- [Reading passage]:
Start of Block

When a stock goes up or down a lot in a short amount of time, it's easy to think something has changed. That volatility can often be a distraction. The most successful investors are able to focus on whether the company has a clear path to making money and how well that journey is going.

After a huge gain in 2020, shares of Teladoc Health (TDOC -1.52%) are down almost 40% in two months. However, management continues to articulate plans to dominate the virtual healthcare industry and deliver numbers to prove it. As the decline scares people off, now could be a great time to buy the stock.

Masked woman consulting with doctor on tablet

Image source: Getty Images.

The strategy is clear

Teladoc has not only told investors about its strategy, it has made it abundantly clear through its acquisitions. The company aims to transform the healthcare experience to achieve more convenience, as well as better outcomes and value. It plans to position virtual care as the first place people go to manage their health.

By becoming the portal to the healthcare system, and offering services for any path the journey takes, Teladoc envisions a new whole-person healthcare system with itself as the entry point. Reviewing the company's purchases since going public, its desire to expand across geographies and the healthcare journey becomes obvious.

Date Acquisition What Teladoc gained
Jan. 2015 Betterhelp Licensed therapists
June 2015 Stat Health Services 2/47 visits, ER doctors, prescriptions

July 2016


Compare ratings, reviews and prescription pricing

July 2017

Best Doctors

Second opinions, 40% of sales were international

May 2018

Advance Medical

300 multinational corporations, 100% of sales outside the U.S.

April 2019


Virtual care in France

Jan. 2020

InTouch Health

Consumer, specialty, and emergency visits for hospitals and health systems

Oct. 2020


Leader in digital chronic condition management

Data source: Teladoc Health.

The continuity of care, convenience, and less office-driven approach is designed to achieve what the Institute for Healthcare Improvement has deemed the triple aim: improving both the patient experience and healthy outcomes while reducing cost.

The company has been executing

The strategy of growth by acquisition has been working. Since 2016, revenue has grown from $123 million to $1.1 billion, with about $2 billion projected for 2021. Membership has grown from 17.5 million to 52 million over the same span.

Although management is projecting membership to be flat this year, the addition of Livongo has begun to juice the per member per month (PMPM) price customers are paying. CEO Jason Gorevic attributed more than half of the jump in PMPM in this past fourth quarter to the addition of Livongo. It's great news, but the company had been adding services and getting higher pricing for years.

Fiscal Q4 Average PMPM













Data source: Teladoc Health; *$0.91 when including a large new customer

Management has pointed to the multi-product sales, and subsequent per-member pricing, as the best indication of how well its strategy is working. So far, so good. Over the last three years, the percentage of clients with more than one product has grown from 9% to 43%. Livongo is already proving it will bolster that.

End of Block

- [Raw data]:
Start of Block

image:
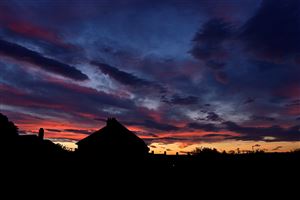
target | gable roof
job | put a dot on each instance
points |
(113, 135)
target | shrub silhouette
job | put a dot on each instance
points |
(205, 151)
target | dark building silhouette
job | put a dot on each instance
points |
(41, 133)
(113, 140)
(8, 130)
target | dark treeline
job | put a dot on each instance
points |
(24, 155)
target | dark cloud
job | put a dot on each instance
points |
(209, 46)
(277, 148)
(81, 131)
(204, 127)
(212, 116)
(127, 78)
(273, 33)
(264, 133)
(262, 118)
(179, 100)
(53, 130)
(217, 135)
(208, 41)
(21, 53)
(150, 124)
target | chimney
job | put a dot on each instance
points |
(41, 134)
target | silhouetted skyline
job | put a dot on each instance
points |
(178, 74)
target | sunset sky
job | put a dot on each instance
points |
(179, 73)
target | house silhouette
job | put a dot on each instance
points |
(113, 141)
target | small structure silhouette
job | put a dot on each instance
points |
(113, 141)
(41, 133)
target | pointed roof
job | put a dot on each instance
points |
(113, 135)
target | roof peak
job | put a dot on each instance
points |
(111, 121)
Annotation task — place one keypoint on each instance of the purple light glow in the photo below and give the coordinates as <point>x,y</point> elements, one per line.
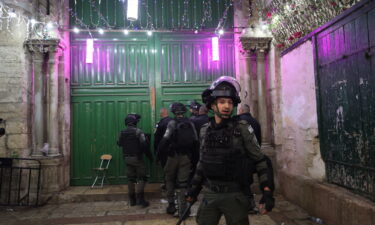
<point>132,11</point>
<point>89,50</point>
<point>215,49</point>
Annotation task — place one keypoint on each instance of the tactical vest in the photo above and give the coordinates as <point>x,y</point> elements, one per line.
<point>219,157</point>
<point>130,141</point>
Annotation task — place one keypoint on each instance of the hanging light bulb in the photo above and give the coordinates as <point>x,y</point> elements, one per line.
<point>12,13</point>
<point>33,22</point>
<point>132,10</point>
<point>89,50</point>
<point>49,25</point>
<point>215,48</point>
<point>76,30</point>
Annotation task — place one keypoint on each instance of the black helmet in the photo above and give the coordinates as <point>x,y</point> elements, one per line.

End of Block

- [What to do]:
a: Answer from the Teladoc Health article:
(i) By roughly how much have Teladoc shares fallen in the two months after their 2020 gain?
(ii) What three goals make up what the Institute for Healthcare Improvement calls the triple aim?
(iii) Over the last three years, from what percentage to what percentage did the share of clients with more than one product grow?
b: Proceed with the Teladoc Health article, picking up after its final sentence.
These rows come from a source separate from the Teladoc Health article.

- [Answers to this exercise]:
a:
(i) Almost 40%.
(ii) Improving the patient experience, improving healthy outcomes, and reducing cost.
(iii) From 9% to 43%.

b:
There are massive industry tailwinds

The shifting reimbursement landscape in healthcare is pushing all providers toward finding a cheaper way to produce the best outcomes. Nowadays, the best companies are using data to determine what customers want and need and get the best results. Teladoc is doing both.

By enveloping recurring services like diabetes management and therapy, along with data from wearable devices like an Apple Watch, Fitbit, or Oura sleep ring, the company strengthens its ability to predict the needs of its members. That value and high customer satisfaction make the offering extremely sticky. More plainly, clients are very unlikely to stop paying for something like diabetes management once it's lowering total costs and demonstrating high satisfaction among members.

For investors, the success of Teladoc may depend on how quickly the rest of the healthcare industry can adapt to a better, cheaper way to take care of patients. It isn't an industry known for flexibility or customer focus.

However, there were some regulatory and reimbursement changes made during the pandemic to make virtual care more accessible. If those are made permanent, healthcare systems and hospitals will embrace the technology more enthusiastically. The continued move away from traditional fee-for-service reimbursement models will also accelerate adoption.

These trends seem inevitable, and even if they occur slowly, they are happening. Although the stock is down nearly 40% over the past two months, it is up 300% since the Livongo acquisition was announced in August 2019. For investors who plan to hold for at least three to five years, shares of Teladoc are a great way to invest in the future of medicine. The biggest unknown is how quickly that future will arrive. Either way, Teladoc should be a winner over the long term.